» MATERIAL PROVIDED
-------

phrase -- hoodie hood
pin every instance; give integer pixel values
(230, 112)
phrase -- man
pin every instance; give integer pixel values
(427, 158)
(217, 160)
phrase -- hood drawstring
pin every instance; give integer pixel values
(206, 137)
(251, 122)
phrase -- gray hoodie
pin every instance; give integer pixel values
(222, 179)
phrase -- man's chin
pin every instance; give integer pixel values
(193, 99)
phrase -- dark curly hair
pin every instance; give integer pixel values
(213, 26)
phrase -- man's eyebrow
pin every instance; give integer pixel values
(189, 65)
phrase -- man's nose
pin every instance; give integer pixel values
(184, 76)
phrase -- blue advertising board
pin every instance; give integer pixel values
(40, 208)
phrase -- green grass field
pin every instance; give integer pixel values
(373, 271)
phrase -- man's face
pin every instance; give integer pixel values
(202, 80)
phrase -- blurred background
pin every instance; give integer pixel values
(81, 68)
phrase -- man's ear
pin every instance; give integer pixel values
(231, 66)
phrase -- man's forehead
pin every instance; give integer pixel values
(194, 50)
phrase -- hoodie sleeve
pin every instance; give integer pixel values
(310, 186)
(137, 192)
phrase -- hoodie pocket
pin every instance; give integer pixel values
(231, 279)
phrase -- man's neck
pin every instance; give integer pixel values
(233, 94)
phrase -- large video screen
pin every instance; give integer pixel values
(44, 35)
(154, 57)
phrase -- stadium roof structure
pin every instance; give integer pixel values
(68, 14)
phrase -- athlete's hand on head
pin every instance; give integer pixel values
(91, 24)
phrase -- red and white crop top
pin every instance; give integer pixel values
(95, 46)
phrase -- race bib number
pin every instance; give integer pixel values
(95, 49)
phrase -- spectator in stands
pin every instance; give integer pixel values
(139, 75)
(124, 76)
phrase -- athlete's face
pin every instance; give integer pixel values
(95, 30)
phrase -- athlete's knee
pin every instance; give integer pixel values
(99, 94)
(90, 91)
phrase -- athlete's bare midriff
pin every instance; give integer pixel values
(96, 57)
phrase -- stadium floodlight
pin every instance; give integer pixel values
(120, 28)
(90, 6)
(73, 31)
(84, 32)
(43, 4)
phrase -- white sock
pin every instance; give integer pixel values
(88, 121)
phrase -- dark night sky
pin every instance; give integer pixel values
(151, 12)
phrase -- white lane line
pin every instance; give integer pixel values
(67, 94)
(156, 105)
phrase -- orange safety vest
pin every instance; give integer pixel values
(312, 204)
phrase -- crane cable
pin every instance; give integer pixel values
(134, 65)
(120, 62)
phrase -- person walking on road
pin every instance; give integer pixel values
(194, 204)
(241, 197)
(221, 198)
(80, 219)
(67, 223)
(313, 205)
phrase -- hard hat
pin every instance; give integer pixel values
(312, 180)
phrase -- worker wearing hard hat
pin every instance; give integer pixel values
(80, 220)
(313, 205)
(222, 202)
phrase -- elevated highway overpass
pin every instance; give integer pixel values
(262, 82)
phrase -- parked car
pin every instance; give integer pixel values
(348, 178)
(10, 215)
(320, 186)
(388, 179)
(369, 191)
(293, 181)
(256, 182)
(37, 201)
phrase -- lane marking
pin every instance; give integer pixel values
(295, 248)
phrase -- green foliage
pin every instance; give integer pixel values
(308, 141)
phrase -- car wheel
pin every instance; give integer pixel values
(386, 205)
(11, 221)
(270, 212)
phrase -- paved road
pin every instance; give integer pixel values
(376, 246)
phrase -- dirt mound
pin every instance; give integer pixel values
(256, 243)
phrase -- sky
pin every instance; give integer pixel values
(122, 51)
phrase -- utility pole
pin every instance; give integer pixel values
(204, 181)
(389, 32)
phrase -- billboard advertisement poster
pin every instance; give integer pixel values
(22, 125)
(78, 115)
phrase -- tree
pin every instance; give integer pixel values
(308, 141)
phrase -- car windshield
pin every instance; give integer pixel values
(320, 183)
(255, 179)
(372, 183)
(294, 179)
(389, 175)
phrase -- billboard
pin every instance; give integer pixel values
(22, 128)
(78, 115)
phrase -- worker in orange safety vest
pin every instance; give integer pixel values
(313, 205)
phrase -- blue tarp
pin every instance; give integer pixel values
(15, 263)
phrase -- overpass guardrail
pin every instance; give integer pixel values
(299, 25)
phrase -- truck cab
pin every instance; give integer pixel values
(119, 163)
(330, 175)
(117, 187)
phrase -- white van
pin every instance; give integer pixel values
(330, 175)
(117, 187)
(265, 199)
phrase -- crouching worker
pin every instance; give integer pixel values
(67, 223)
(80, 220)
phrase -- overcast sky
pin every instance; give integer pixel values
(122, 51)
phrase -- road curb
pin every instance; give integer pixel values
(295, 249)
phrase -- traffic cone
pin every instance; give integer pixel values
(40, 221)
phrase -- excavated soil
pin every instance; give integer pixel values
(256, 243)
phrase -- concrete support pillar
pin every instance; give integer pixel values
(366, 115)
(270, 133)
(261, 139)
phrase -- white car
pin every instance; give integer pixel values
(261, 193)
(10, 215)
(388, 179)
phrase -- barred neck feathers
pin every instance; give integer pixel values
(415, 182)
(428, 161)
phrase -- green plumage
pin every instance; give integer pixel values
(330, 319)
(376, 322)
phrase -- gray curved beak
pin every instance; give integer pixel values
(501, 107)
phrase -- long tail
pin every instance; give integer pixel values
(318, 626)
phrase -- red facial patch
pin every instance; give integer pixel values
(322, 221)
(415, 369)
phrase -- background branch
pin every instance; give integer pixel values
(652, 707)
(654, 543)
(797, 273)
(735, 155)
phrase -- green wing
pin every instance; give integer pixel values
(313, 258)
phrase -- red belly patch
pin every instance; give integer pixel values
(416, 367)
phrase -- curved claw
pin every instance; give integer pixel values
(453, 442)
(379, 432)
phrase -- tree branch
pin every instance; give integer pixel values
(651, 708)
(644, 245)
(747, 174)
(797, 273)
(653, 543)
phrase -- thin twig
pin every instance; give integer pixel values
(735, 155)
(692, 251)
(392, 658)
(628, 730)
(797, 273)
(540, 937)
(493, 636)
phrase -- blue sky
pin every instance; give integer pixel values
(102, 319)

-------

» YOUR OBJECTIVE
Reproduce exactly, with nothing added, the lines from the one that contains "phrase -- concrete support pillar" to the end of the data.

» ANSWER TO THE PROBLEM
phrase -- concrete support pillar
pin every instance; give integer pixel values
(366, 115)
(270, 133)
(261, 139)
phrase -- white car
pin every instance; give integer pixel values
(261, 193)
(10, 215)
(388, 179)
phrase -- barred neck feathers
pin every instance; give integer pixel values
(415, 182)
(428, 161)
phrase -- green plumage
pin every instance; give integer pixel values
(330, 319)
(376, 322)
phrase -- gray curved beak
pin every instance; give integer pixel values
(501, 107)
phrase -- long tail
pin every instance; give integer pixel values
(318, 626)
phrase -- red facial patch
pin every instance; give integer pixel values
(322, 221)
(415, 369)
phrase -- background branch
pin every instance; give integer pixel values
(652, 707)
(654, 543)
(797, 273)
(735, 155)
phrase -- green wing
pin every instance; give integer pixel values
(313, 258)
phrase -- red belly patch
pin every instance; give integer pixel values
(416, 367)
phrase -- curved claw
pin every instance; give integer pixel values
(453, 442)
(379, 432)
phrase -- tree branch
pin every instance; give integer pixel values
(651, 708)
(644, 245)
(747, 174)
(797, 273)
(653, 543)
phrase -- thin twig
pin every instance; give integer pixel values
(735, 155)
(692, 251)
(392, 658)
(628, 730)
(797, 273)
(540, 937)
(493, 636)
phrase -- blue sky
pin every instance; give integer pixel values
(102, 319)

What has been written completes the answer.